● **STATED PROBLEM**
Please pick out every line in the records below that contains the string "rule", matching case, and copy each of those lines.

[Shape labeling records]

— Begin —

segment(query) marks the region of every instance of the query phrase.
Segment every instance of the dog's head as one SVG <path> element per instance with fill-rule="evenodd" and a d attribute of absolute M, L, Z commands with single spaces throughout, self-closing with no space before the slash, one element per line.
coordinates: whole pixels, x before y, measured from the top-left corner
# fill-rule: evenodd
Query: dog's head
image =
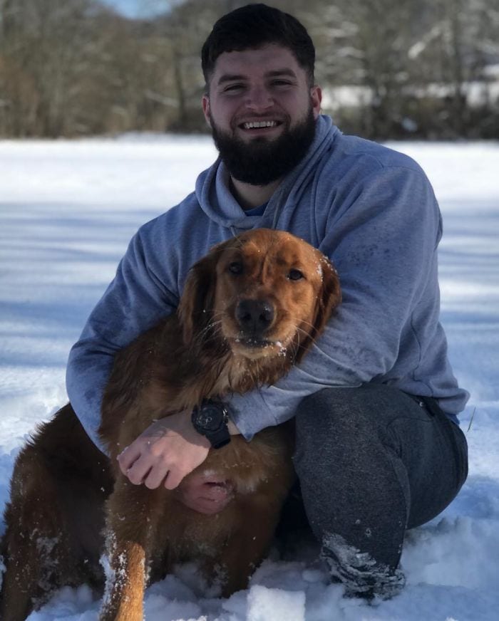
<path fill-rule="evenodd" d="M 299 361 L 340 300 L 336 273 L 319 251 L 289 233 L 257 229 L 193 266 L 179 316 L 186 344 L 221 336 L 238 356 L 291 353 Z"/>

— End —

● **SOLVED EXERCISE**
Segment every instance of the dog's head as one SVG <path> element per instance with fill-rule="evenodd" and a d attribute of absolute M, L, Z commands with single spaces throughout, self-closing with no space before the slash, one element per line.
# fill-rule: evenodd
<path fill-rule="evenodd" d="M 299 361 L 340 300 L 336 273 L 319 251 L 289 233 L 257 229 L 193 266 L 179 316 L 186 344 L 221 336 L 238 356 L 291 353 Z"/>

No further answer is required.